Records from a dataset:
#####

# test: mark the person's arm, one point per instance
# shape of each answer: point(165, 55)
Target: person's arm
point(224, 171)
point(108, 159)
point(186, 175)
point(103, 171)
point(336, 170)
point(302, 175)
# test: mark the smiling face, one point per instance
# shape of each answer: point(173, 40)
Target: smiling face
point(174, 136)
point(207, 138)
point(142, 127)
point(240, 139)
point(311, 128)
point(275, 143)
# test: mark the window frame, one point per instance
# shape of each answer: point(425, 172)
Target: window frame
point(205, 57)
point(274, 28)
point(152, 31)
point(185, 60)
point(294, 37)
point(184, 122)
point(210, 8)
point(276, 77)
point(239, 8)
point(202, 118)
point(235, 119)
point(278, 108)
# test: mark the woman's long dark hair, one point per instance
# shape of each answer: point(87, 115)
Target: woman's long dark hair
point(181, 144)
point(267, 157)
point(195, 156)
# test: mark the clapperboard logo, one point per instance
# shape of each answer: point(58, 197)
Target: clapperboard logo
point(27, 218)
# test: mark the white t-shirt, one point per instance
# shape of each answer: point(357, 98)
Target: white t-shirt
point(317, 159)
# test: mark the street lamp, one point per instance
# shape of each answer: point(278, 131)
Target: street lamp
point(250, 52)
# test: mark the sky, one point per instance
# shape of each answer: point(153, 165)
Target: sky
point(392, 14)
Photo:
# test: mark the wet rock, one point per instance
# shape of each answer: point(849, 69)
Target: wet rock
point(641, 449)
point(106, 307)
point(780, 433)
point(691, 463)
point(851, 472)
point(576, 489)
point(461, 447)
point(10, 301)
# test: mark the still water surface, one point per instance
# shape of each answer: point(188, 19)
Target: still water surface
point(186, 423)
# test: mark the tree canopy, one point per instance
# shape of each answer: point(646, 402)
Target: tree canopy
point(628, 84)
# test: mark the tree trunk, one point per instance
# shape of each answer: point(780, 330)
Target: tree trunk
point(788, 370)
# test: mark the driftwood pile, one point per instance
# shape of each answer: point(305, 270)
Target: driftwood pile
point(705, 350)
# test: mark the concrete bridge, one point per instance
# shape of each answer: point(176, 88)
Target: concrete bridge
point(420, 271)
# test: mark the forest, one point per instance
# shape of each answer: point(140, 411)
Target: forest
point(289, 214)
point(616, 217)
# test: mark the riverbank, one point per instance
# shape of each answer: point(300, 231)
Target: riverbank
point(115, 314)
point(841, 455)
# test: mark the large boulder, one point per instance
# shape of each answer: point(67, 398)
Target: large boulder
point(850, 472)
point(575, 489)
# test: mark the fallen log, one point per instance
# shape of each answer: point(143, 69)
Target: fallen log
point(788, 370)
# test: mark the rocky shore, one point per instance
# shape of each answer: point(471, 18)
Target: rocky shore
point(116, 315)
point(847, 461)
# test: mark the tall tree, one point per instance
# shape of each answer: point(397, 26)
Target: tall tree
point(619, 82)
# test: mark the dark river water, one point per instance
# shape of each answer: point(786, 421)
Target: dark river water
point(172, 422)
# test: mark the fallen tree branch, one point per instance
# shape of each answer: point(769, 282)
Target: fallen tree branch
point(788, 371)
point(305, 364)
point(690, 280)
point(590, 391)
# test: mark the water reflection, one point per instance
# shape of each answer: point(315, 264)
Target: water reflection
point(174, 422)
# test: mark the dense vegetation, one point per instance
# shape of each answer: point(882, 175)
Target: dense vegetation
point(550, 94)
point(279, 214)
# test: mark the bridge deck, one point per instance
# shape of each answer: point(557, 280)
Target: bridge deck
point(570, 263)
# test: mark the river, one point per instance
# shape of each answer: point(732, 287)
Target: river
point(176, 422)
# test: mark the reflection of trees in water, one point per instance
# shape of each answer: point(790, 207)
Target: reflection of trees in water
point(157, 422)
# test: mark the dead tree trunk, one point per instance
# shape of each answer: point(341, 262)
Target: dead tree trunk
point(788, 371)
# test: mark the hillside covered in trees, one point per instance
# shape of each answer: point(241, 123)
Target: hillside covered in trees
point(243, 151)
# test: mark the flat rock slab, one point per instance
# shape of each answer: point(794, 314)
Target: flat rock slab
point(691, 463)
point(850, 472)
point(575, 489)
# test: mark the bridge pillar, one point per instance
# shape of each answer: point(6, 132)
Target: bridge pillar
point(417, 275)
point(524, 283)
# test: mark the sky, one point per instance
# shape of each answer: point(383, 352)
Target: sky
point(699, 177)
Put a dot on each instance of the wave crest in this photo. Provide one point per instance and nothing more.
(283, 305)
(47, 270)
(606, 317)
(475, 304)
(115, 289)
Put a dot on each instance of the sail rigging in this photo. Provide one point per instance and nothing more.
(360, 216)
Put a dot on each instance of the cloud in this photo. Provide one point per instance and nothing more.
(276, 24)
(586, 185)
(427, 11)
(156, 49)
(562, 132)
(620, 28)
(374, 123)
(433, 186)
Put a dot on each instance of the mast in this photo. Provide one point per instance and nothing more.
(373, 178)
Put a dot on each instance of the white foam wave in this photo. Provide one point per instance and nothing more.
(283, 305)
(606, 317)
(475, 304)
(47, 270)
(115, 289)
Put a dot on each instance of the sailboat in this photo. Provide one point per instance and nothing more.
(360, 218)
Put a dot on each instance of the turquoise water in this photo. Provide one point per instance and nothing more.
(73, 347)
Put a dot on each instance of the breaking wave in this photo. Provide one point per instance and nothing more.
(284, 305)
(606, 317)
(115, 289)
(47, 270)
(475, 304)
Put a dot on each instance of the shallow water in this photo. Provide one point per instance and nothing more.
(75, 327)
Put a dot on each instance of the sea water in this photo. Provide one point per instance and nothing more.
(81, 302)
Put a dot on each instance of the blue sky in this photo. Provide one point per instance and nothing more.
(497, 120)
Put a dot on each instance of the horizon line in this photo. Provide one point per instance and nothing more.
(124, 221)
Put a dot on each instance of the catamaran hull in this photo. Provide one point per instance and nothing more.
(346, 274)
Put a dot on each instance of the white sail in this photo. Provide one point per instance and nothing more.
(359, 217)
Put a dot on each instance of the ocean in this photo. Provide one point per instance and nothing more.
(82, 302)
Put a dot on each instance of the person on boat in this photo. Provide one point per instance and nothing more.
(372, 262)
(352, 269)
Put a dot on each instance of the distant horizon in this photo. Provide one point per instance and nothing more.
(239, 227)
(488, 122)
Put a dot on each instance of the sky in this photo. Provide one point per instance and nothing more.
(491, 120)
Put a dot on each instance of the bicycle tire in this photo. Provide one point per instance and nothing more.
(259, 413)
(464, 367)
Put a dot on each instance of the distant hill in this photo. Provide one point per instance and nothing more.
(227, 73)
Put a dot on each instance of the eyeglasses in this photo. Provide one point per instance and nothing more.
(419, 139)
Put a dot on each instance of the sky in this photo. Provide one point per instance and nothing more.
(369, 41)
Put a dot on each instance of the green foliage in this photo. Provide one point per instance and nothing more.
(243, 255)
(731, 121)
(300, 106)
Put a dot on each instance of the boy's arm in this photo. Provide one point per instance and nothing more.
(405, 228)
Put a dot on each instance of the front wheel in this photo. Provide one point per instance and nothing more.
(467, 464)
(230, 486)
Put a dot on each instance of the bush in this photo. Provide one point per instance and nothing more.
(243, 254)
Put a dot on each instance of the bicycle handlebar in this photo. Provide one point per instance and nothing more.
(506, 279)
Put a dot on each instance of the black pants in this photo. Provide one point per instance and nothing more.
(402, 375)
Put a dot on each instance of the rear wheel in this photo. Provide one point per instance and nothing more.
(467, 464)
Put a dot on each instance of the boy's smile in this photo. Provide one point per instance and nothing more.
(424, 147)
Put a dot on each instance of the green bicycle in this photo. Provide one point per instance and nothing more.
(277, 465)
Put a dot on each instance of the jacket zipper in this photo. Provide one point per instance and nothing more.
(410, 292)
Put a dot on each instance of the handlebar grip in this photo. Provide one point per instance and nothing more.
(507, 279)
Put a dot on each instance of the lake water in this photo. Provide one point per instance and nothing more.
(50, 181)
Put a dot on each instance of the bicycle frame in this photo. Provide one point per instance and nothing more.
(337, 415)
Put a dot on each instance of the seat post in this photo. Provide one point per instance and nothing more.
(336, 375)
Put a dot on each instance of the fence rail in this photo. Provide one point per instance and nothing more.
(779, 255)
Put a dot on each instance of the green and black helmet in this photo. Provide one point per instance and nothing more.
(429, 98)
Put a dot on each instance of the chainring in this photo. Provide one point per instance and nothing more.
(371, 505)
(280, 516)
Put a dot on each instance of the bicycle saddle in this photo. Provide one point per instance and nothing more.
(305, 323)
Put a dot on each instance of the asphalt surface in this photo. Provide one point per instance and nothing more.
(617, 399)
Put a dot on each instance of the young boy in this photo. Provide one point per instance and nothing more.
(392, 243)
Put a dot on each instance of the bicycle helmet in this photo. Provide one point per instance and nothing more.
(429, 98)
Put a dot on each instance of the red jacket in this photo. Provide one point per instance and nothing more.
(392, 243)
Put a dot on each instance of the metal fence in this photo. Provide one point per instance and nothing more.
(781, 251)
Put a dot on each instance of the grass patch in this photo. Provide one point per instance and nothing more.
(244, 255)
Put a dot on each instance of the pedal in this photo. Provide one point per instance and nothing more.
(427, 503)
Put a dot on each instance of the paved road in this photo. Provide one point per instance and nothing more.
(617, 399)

#####

ABOUT THIS EXERCISE: Wherever the line holding "Target: fallen log" falls in the entries above, copy exactly from it through the line holding "# test: mark the fallen tree", inclusive, and add nothing.

FINISHED TASK:
Target: fallen log
point(788, 370)
# test: mark the rocky shore, one point per instance
# shape of each answer: point(471, 18)
Target: rocky shore
point(116, 315)
point(847, 461)
# test: mark the tall tree, one point per instance
# shape of each answer: point(397, 26)
Target: tall tree
point(619, 82)
# test: mark the dark river water, one point per instance
# shape of each answer: point(786, 421)
Target: dark river water
point(172, 422)
# test: mark the fallen tree branch, one point per instance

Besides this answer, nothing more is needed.